TASK DESCRIPTION =>
Exact copy, pictures excluded: set down only the lines from the one with "Habitat-census task: mark the window" through the end of the entries, keeping both end lines.

MATERIAL SUPPLIED Block Start

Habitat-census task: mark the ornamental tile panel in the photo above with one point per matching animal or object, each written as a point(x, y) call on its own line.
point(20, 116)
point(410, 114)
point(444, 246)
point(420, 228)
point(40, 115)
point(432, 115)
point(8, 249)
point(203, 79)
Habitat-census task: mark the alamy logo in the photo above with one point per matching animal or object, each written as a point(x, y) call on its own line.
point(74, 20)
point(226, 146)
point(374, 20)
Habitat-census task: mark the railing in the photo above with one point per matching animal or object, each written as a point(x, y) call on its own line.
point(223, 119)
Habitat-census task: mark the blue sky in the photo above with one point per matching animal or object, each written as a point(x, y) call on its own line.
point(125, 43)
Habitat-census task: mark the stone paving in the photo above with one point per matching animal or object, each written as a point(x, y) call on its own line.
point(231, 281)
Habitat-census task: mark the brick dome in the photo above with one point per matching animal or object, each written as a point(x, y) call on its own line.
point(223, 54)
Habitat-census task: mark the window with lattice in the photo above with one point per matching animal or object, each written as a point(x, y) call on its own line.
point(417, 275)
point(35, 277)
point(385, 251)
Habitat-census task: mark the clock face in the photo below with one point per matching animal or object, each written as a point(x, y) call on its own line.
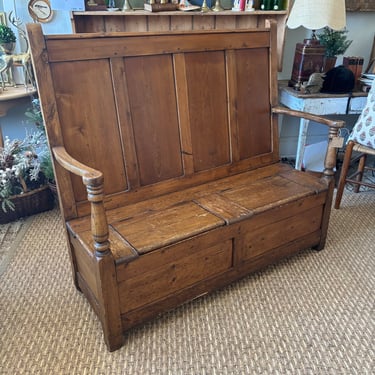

MATERIAL SUPPLIED Block End

SOLUTION TO THE PROBLEM =>
Habitat-census task: mark the window with lattice in the photo above with one point per matching animal or object, each written as a point(x, y) call on its own line.
point(417, 275)
point(35, 277)
point(385, 251)
Habitat-census task: mark the clock face in the photo below with one point per matching animal or object, each written as a point(x, y) call on its own line.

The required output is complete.